[Dataset records]
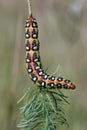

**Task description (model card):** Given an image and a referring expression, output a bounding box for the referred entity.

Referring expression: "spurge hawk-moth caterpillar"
[25,2,75,89]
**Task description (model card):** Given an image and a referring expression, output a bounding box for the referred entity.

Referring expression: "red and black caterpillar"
[25,8,75,89]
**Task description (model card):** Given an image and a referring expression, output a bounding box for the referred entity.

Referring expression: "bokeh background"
[0,0,87,130]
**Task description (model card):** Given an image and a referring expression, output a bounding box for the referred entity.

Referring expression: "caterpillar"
[25,1,75,89]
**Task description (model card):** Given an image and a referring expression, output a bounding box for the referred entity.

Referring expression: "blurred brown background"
[0,0,87,130]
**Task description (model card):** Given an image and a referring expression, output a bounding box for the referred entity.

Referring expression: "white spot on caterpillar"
[41,82,45,86]
[26,46,29,50]
[33,33,37,38]
[26,22,29,27]
[33,77,37,81]
[28,69,32,73]
[26,33,29,38]
[34,59,38,62]
[44,75,47,79]
[36,66,40,70]
[26,59,30,63]
[39,71,43,75]
[33,46,37,50]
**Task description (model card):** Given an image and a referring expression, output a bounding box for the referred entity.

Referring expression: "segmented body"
[25,14,75,89]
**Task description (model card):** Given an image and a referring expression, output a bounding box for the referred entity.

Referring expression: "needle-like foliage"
[18,87,68,130]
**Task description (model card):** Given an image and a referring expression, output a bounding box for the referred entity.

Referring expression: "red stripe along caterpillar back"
[25,1,75,89]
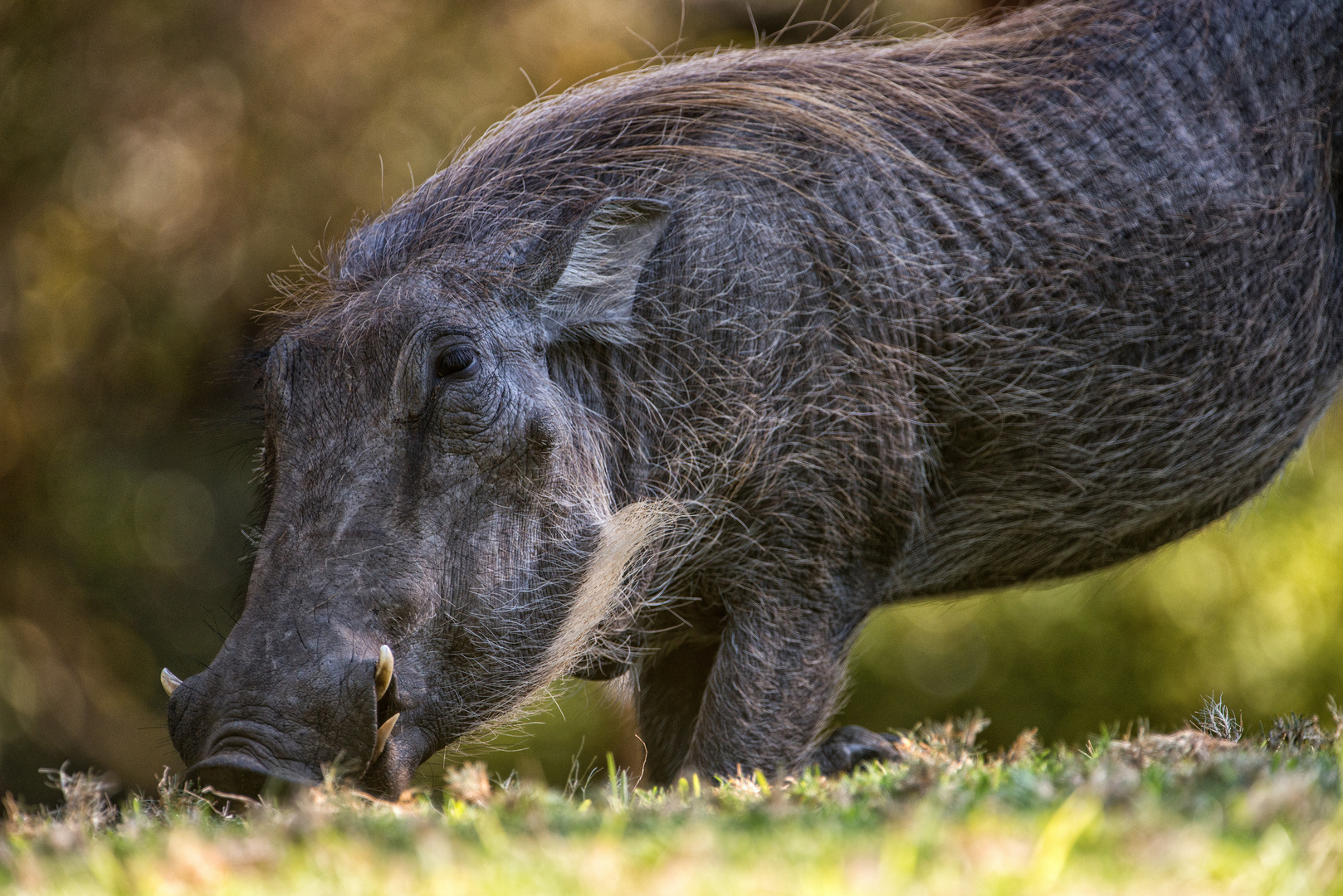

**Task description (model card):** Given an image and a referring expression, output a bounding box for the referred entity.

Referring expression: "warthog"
[164,0,1343,794]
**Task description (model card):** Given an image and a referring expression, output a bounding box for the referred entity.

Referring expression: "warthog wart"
[164,0,1343,794]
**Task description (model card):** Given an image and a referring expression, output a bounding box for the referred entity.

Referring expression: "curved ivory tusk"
[374,644,395,700]
[159,666,181,697]
[368,713,402,766]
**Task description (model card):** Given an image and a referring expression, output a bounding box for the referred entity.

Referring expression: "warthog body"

What the task asks: Please recast the lines of the listing above as a numbered list, skipping blank lines and leaving out the pictures.

Reply to the exercise:
1. **Task description (model card):** Given an image and a referring expression, output a bounding box for the referred entity.
2. Referring expression: "spurge hawk-moth caterpillar"
3. [25,2,75,89]
4. **Task description (model card):** Given an image and a referring expression, output a bounding box for the referred entity.
5. Referring expression: "red and black caterpillar"
6. [25,8,75,89]
7. **Task description (model card):** Given an image and a referring expression, output a bounding box for the referred entity.
8. Referring expression: "bokeh background"
9. [0,0,87,130]
10. **Task description (model card):** Given an image and a referring expression, output a bounding box for the referred entity.
11. Referring expression: "caterpillar"
12. [25,1,75,89]
13. **Task description (model card):** Given an image and a referring expression, output a bounding box for the referred entity.
14. Referring expression: "blurred brown background"
15. [0,0,87,130]
16. **Task description (model card):** Given an image and a referring expression, output a bounding box for the referred entity.
17. Referring expression: "white spot on caterpillar"
18. [41,82,45,86]
19. [26,46,29,50]
20. [33,33,37,38]
21. [26,22,29,27]
22. [33,77,37,81]
23. [28,69,32,73]
24. [26,33,29,38]
25. [34,59,38,62]
26. [44,75,47,79]
27. [36,66,40,70]
28. [26,59,30,63]
29. [39,71,43,75]
30. [33,46,37,50]
31. **Task description (model card):** Given an image and a referring expression, output a bounding box for the referred entity.
32. Referring expression: "segmented body"
33. [25,14,75,89]
34. **Task description (model card):** Given an image and a referring expression, output a bounding box for the referred entity.
35. Referring expression: "needle-like foliage"
36. [18,87,68,130]
37. **Task description (model card):** Given an image and a referring expression, output a bounding box for the referred entity.
38. Referring expression: "red stripe along caterpillar back"
39. [25,1,75,89]
40. **Task description (model card):** Given an image and a referring expression, output a bounding box for the referred entity.
41. Referring expression: "warthog"
42. [164,0,1343,794]
43. **Task description (model card):** Given an image and a referring expression, output a bounding box for the referred entity.
44. Referring expression: "warthog wart"
45. [164,0,1343,794]
46. **Task description (model card):** Given an image and a referring expression, output a bounding box for the referred entity.
47. Referring expression: "curved ivory tusk"
48. [374,644,395,700]
49. [159,666,181,697]
50. [368,713,402,766]
51. **Task description (model card):** Given an image and a referring expression, output a bounding box for the referred entity.
52. Referring expression: "warthog body"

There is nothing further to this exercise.